** start Input material **
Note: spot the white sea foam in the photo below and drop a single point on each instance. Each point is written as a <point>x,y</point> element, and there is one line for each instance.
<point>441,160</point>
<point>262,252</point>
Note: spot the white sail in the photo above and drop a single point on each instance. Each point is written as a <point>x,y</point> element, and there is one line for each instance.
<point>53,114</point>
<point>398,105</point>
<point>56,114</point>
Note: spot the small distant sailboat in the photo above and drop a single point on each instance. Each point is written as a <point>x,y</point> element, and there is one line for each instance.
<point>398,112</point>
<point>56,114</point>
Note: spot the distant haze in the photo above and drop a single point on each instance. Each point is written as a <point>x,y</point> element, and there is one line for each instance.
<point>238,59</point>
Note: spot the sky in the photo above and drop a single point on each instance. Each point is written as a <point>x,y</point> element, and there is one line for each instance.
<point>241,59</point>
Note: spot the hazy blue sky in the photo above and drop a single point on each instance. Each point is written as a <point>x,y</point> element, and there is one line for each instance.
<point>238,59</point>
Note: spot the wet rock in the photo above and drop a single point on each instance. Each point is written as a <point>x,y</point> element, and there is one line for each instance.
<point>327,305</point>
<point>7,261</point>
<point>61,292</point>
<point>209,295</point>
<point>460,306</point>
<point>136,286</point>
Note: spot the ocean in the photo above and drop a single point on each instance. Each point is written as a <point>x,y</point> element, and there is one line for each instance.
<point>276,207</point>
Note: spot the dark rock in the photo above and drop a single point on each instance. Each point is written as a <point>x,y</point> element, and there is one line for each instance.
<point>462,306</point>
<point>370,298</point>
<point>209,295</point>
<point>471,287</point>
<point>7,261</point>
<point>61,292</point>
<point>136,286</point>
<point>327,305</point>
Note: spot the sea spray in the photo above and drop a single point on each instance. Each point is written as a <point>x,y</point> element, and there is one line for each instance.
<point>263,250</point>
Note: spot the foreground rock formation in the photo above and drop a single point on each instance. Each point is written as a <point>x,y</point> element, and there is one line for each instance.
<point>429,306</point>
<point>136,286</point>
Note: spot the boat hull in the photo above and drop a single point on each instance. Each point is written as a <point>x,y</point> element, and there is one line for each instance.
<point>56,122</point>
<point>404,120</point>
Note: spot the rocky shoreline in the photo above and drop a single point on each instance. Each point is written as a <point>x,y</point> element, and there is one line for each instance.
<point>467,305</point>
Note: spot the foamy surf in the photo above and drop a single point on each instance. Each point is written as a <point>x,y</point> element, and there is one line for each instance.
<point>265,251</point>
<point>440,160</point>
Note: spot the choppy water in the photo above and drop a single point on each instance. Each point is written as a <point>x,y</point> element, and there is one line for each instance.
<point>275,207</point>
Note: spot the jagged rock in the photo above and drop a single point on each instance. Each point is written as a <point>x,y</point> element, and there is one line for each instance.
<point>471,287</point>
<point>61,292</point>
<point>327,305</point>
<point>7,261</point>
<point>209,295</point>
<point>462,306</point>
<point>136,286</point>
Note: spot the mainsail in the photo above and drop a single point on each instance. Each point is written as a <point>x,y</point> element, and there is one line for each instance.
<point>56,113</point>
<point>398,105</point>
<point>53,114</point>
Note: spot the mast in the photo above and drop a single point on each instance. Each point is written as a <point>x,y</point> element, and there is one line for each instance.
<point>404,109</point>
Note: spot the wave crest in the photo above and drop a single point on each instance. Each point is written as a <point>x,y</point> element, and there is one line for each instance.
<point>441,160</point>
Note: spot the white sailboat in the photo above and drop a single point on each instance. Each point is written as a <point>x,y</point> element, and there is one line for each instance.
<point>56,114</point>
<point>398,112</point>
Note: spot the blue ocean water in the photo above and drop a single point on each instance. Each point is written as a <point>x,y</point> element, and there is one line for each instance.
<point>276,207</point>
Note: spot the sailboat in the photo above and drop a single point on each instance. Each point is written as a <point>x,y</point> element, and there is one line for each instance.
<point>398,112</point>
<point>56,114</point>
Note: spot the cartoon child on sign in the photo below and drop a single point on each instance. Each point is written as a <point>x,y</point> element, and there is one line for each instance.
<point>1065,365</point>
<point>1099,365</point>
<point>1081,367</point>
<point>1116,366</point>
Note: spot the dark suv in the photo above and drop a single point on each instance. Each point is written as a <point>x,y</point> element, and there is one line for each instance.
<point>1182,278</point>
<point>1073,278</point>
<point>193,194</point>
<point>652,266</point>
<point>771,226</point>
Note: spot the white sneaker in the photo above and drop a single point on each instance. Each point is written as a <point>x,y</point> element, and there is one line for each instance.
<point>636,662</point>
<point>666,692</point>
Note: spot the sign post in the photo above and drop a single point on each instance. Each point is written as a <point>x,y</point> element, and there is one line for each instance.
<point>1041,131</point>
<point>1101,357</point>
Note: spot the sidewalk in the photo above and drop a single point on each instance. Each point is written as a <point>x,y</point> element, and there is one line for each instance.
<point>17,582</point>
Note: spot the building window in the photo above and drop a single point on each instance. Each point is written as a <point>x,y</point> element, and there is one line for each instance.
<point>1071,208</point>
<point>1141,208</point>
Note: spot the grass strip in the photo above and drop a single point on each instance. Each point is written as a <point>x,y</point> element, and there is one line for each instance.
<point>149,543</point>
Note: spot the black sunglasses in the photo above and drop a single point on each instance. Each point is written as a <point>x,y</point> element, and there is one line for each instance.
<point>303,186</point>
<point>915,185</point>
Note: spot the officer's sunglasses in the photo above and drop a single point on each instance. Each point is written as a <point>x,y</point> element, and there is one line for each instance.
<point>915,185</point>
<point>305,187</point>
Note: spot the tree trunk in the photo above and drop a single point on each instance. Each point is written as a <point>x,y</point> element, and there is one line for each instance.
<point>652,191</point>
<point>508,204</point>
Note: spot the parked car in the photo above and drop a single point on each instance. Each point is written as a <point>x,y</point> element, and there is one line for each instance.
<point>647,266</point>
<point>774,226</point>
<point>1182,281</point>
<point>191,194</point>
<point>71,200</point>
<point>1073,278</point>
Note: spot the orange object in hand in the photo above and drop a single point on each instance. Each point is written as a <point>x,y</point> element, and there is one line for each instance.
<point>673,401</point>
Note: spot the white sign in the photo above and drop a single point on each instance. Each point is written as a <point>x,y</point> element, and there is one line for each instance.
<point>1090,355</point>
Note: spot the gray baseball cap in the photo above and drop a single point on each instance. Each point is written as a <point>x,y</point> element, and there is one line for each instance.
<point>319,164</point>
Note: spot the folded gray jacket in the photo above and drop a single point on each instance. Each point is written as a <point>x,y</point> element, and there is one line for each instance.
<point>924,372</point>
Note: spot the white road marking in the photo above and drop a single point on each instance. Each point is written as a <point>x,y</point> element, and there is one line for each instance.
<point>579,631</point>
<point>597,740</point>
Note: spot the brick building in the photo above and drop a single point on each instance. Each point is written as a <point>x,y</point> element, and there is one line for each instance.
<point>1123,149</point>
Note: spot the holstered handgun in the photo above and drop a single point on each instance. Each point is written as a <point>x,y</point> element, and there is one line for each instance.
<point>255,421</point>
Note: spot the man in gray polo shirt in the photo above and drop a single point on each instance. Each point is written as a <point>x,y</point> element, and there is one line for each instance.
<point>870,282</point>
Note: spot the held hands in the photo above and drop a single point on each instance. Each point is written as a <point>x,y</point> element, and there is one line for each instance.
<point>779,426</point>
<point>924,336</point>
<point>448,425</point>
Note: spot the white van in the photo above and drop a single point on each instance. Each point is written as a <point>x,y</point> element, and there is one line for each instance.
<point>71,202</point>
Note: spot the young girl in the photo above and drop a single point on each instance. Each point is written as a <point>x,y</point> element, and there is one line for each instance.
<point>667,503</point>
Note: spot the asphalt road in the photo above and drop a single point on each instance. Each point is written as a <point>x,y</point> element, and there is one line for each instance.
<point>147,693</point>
** end Input material **
Substitute "place one point" for every "drop a single point" in all the entries above, and leave everything else unchanged.

Note: spot the white sea foam in the photo below and place one point on each instance. Each point is written as a <point>x,y</point> element, and there is one line for each instance.
<point>441,160</point>
<point>262,252</point>
Note: spot the white sail in the photo above and place one point on each instance. Each point is written as a <point>x,y</point> element, and there is one line for each instance.
<point>53,114</point>
<point>398,105</point>
<point>56,114</point>
Note: spot the small distant sailboat in the photo above and place one point on each instance. Each point is written as a <point>x,y</point> element, and there is one line for each instance.
<point>398,112</point>
<point>56,114</point>
Note: spot the distant haze in the photo above and place one point on each instance. Each point is written as a <point>x,y</point> element, and there is one line for each instance.
<point>238,59</point>
Note: spot the sky in the photo above and place one point on each instance. Each point is written as a <point>x,y</point> element, and there is one line for each instance.
<point>241,59</point>
Note: spot the hazy blue sky in the photo above and place one point on each instance. Each point is written as a <point>x,y</point> element, and there is one line for each instance.
<point>238,59</point>
Note: spot the wet rock in the photo above and place one point on each instance. Each point is written as a <point>x,y</point> element, and there is one line for each instance.
<point>327,305</point>
<point>7,261</point>
<point>61,292</point>
<point>209,295</point>
<point>460,306</point>
<point>136,286</point>
Note: spot the ocean in the photo above and place one point on each instance. Each point is written as a <point>x,y</point> element, and there is one line for each instance.
<point>276,207</point>
Note: spot the dark rock in the photo above and place one point on each instance. Each point is written as a <point>x,y</point> element, and there is one line for each instance.
<point>462,306</point>
<point>370,298</point>
<point>209,295</point>
<point>471,287</point>
<point>7,261</point>
<point>61,292</point>
<point>136,286</point>
<point>327,305</point>
Note: spot the sea spray in the photo above and place one point on each instance. Each point is written as a <point>x,y</point> element, and there is one line for each instance.
<point>263,250</point>
Note: spot the foreground rock formation in the photo above and place one point on each instance. Each point is written as a <point>x,y</point> element, and there is one line for each instance.
<point>429,306</point>
<point>136,286</point>
Note: spot the boat hull in the photo above and place one point on each instance. Each point is written as a <point>x,y</point> element, and there is one line for each instance.
<point>56,122</point>
<point>404,120</point>
Note: spot the rocky shoreline in the photo above and place one point on each instance. Each point is written as a <point>x,y</point> element, and there is one line for each instance.
<point>467,305</point>
Note: spot the foamy surf in the photo above and place one point on each instance. Each point is written as a <point>x,y</point> element, and there is one line for each instance.
<point>265,251</point>
<point>440,160</point>
Note: spot the choppy water in the photo above and place one point on each instance. Each point is written as a <point>x,y</point> element, and there is one line for each instance.
<point>275,207</point>
Note: spot the jagged rock in the photo above and place one point on each instance. Each point is written as a <point>x,y</point> element, and there is one line for each instance.
<point>471,287</point>
<point>61,292</point>
<point>327,305</point>
<point>7,261</point>
<point>209,295</point>
<point>462,306</point>
<point>136,286</point>
Note: spot the mainsail in the photo above and place one point on each instance. Each point is written as a <point>x,y</point> element, and there is one line for each instance.
<point>56,113</point>
<point>398,105</point>
<point>53,114</point>
Note: spot the mast in the photo above and place one point on each instance. Each point is written as a <point>x,y</point> element, and there is one line for each instance.
<point>404,109</point>
Note: spot the wave crest in the photo above and place one point on each instance. Each point is written as a <point>x,y</point> element, and there is one line for each instance.
<point>441,160</point>
Note: spot the white sailboat in the photo above and place one point on each instance. Each point is written as a <point>x,y</point> element, and there is one line for each instance.
<point>56,114</point>
<point>398,112</point>
Note: spot the blue ocean water in the photo above and place one point on each instance. Each point is written as a <point>x,y</point> element, and there is one line for each instance.
<point>276,207</point>
Note: spot the sailboat in the photo above and place one point on each instance. Each point is written as a <point>x,y</point> element, and there is one line for each instance.
<point>398,112</point>
<point>56,114</point>
Note: spot the cartoon child on sign in the photo below and place one point on each instance. Each point is written as a <point>x,y</point> element, and there is one line for each instance.
<point>1065,365</point>
<point>1099,365</point>
<point>1081,367</point>
<point>1116,366</point>
Note: spot the dark suv in the photo above and place one point on each instance. Each point is written as a <point>x,y</point> element, and there is one line for each instance.
<point>1182,278</point>
<point>1073,278</point>
<point>193,194</point>
<point>652,266</point>
<point>771,226</point>
Note: spot the white sneaker in the photo above and place one point on each instance. Each point is written as a <point>x,y</point> element, and there is one line for each instance.
<point>636,662</point>
<point>666,692</point>
Note: spot the sign post in the photo above and place one point on each instance. Each point is written as a <point>x,y</point> element, and there is one line for each instance.
<point>1041,131</point>
<point>1101,357</point>
Note: spot the sidewalk in the photo above and place one point on each instance. Each point is written as a <point>x,y</point> element, and there is one line for each instance.
<point>17,582</point>
Note: spot the building window in the photo above and place one point on each instance. Each point is written as a <point>x,y</point> element, and there is one line for each instance.
<point>1071,208</point>
<point>1141,208</point>
Note: spot the grass strip in the photo above and place one point on each instance. Each point is written as a <point>x,y</point> element, and there is one line for each instance.
<point>149,543</point>
Note: spot the black sunglasses in the photo above and place one point on each instance. Each point is written as a <point>x,y</point> element, and there is one line for each instance.
<point>303,186</point>
<point>915,185</point>
Note: spot the officer's sunglasses in the photo above and place one point on each instance. Each point is written as a <point>x,y</point> element, and there is one line for each instance.
<point>915,185</point>
<point>305,187</point>
Note: spot the tree trunk in the photo above and place one point on each instance. Each point is written as a <point>x,y</point> element, and there is one line for each instance.
<point>652,191</point>
<point>508,204</point>
Note: spot the parked car in the photo above and place one point on each instance. Each point is written as a <point>x,y</point> element, and there is one line for each instance.
<point>647,266</point>
<point>774,226</point>
<point>1182,281</point>
<point>191,194</point>
<point>71,200</point>
<point>1073,278</point>
Note: spot the orange object in hand in the photo above and place one point on each instance. Each point is written as a <point>x,y</point> element, and there is one line for each instance.
<point>673,401</point>
Note: spot the white sign in the photo above and place one point on each instance. Each point is written as a <point>x,y</point> element, and there is one line for each instance.
<point>1090,355</point>
Note: spot the gray baseball cap in the photo above and place one point on each instance. Each point is written as a <point>x,y</point> element, and there is one line for each instance.
<point>319,164</point>
Note: spot the folded gray jacket in the photo above and place one point on each instance. Each point is written as a <point>x,y</point> element, and there is one line for each instance.
<point>924,372</point>
Note: spot the white road marking in the photo above and place one point on each instance. Each point is written as a <point>x,y</point> element, and there is one line for each instance.
<point>579,631</point>
<point>597,740</point>
Note: spot the brick building in the photo above and place one point on each instance. Each point is written as a <point>x,y</point> element, and there is one line for each instance.
<point>1123,149</point>
Note: spot the holstered handgun in the photo above and place one point on each instance. Each point is written as a <point>x,y</point> element, and there is one line for each instance.
<point>255,421</point>
Note: spot the man in gray polo shirt in the photo above and place one point on each instance. Each point is written as a <point>x,y</point> element, and there is one line for each instance.
<point>870,282</point>
Note: spot the held hands in the photo above and place one point on each instance. Each point is written as a <point>x,y</point> element, and there is one line for each instance.
<point>779,426</point>
<point>924,336</point>
<point>448,425</point>
Note: spot the white van in the photo above and place one point on each instance. Each point is written as a <point>x,y</point> element, and there is one line for each instance.
<point>71,202</point>
Note: spot the young girl in the photo above and place one point on each instance. Each point is written as a <point>x,y</point> element, and there is one line for each instance.
<point>667,503</point>
Note: spot the asphalt road in the photo above and place one point on each instance. Each point is written as a <point>x,y</point> element, and there is one line for each instance.
<point>147,693</point>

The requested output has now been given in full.